WHAT YOU SHOULD DO: What does the essay below on how much is enough list as the real necessities of life?

SOURCE EXTRACT:
If you'd like to view previous questions Jo has answered, visit the Ask Jo! Archives.

How Much is Enough?

In one of your essays, you mention that it is important for everyone to "learn how to maintain a comfortable and responsible balance between austerity and excess." This is something I grapple with every day. Do you have any suggested questions that I could ask myself when in the midst of decision making that would help me determine if my choices fit somewhere between the two?

When we live in a culture of great abundance, it is easy to be seduced into desiring more - sometimes much more - than we actually need. Aggressive marketing and shrewd product placement can make us feel as though certain goods and services are absolute necessities. Yet when we consider the real necessities of life - food, shelter, clothing, and emotional fulfillment - we can see that often what we crave is superfluous. At the same time, many people in our own town and around the world are lacking the true essentials for survival.

Industrialization, technological advances, and global corporatization have beaten down our basic models of community. We no longer know our neighbors or feel a sense of responsibility toward those less fortunate. Our focus is on ourselves and our interests. The majority of us work too hard and too long and rarely have the energy or time to take pleasure in the simple treasures of life: family, friendship, and the natural world. The pace of technology has driven us to demand instant gratification and ever faster results. We want what we want when we want it - and we always want it right now. As individuals and a society, our nerves are frazzled and our patience is tattered.

To soothe our spirits and fill the emptiness so many of us feel, we have become reliant on material goods and highly stimulating experiences. When so much around us is unfulfilling, the habits of buying something or pursuing an escape can momentarily lift us above the mundane. Unfortunately, things and experiences are fleeting and incapable of providing lasting satisfaction. As a result, once the “thrill” wears off, we begin searching for the next big thing. The practice becomes a never-ending cycle. It is similar to trying to overcome a nutritional deficiency by feasting on doughnuts. No matter how many we consume, the deficit will remain, because regardless of how tasty the doughnuts are, they cannot supply us with what we desperately need.

It can be challenging to distinguish between extravagance and comfort, particularly when being comfortable is our baseline. How do we know when we have enough? It is reasonable to assume that each person’s “enough” is relative and unique. Therefore, it would be unreasonable to dictate anyone’s limits of accumulation. Nevertheless, on a personal level, we each can take responsibility for learning to recognize when our self-indulgence is masked as need.

Here are a few questions we can ask ourselves before diving into a potential spree:

  1. Am I buying this item (or engaging in this activity) to make me feel better about myself?
  2. Am I buying this item (or engaging in this activity) to make me look more admirable or important in the eyes of others?
  3. Am I buying this item (or engaging in this activity) because everyone else is?
  4. Is this something I honestly need, or do I already have enough?
  5. Where will I put this item when I get it home?
  6. Does my heart pound or my mind race when I think about buying this item (or engaging in this activity)?
  7. Do I feel a sense of urgency about this purchase or activity?
  8. Does the experience of buying this item (or engaging in this activity) give me a “rush”?
  9. Will I feel a sense of elation or regret after buying this item (or engaging in this activity)?
  10. Will the money spent on this item (or time engaged in this activity) detract from more important purchases or activities?
  11. Will this purchase or activity hurt someone else?
  12. Is this something I could live without?
  13. Will I be proud of myself if I walk away from this?

If we distance ourselves from the pressing emotions of the moment, we often discover that what we thought we must have is not so essential after all. A test of whether something is truly necessary is to not act on our urge for a specific length of time. For instance, give yourself twenty-four hours, three days, or even a week or two before deciding. Then revisit the situation, and if you still feel as strongly about it, indulge.

Balance is the threshold between overdoing and underdoing. When we achieve it, we will be equipped to make more fully-informed and well chosen decisions.

EXTRACTED MATERIAL:
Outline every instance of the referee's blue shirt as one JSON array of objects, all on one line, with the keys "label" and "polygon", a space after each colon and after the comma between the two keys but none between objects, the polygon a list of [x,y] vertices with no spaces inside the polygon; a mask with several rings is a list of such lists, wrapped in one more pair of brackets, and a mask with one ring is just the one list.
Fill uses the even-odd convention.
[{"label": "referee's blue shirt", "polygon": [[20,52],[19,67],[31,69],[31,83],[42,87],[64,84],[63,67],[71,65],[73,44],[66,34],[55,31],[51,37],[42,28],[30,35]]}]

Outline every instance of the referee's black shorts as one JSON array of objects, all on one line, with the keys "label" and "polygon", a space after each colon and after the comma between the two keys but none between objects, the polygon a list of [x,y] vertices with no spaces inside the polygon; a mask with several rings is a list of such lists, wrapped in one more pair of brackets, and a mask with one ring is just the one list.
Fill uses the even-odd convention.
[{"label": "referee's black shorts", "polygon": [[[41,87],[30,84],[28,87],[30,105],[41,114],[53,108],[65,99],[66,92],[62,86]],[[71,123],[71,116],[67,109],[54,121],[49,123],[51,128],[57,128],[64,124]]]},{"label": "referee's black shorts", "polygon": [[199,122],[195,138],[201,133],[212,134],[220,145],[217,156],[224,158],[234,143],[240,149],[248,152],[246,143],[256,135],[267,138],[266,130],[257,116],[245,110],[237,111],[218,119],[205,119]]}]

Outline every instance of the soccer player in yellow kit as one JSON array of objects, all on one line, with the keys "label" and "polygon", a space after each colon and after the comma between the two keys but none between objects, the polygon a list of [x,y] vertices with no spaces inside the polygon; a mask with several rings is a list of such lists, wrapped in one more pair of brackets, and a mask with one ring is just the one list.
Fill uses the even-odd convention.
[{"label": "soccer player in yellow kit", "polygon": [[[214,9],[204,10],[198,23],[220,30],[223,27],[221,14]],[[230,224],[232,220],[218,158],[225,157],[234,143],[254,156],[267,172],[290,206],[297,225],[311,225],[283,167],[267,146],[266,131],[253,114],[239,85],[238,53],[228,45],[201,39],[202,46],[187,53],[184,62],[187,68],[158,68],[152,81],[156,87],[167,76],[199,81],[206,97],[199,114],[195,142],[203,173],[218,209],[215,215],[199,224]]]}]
---
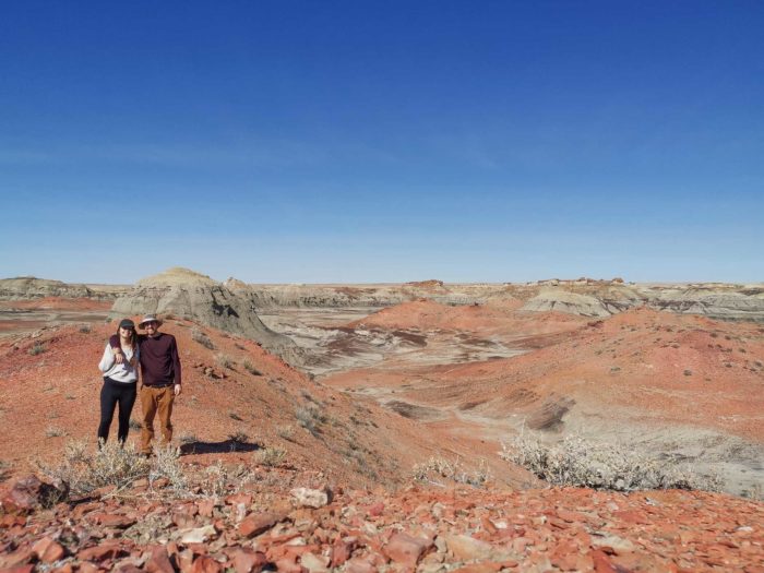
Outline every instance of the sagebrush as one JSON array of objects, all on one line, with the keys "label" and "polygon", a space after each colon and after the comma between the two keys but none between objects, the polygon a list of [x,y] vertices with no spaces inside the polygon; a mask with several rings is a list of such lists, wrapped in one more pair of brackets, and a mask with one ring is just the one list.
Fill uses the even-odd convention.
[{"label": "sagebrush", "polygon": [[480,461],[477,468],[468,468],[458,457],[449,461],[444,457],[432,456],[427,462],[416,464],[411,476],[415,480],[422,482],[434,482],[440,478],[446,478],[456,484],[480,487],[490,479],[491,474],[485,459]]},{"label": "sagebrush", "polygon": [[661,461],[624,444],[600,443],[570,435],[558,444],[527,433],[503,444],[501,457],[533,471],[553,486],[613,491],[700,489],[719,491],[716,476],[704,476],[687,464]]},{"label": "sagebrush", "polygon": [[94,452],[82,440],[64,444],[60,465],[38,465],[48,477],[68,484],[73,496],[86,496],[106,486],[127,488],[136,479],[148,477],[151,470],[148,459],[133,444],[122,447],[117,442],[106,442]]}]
---
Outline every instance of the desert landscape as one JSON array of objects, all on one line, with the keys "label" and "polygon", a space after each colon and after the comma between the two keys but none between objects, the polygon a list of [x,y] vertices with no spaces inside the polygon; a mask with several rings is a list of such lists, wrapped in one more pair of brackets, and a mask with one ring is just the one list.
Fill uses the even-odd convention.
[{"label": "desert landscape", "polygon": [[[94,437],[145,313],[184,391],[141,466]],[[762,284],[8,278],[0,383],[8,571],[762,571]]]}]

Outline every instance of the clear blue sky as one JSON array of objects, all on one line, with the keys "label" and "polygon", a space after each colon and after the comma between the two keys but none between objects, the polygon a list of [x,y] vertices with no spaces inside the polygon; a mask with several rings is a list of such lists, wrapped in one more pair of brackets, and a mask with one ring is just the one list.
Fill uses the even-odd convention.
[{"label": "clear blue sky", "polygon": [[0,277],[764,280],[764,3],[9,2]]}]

TASK ANSWER: Food, shelter, clothing, and emotional fulfillment.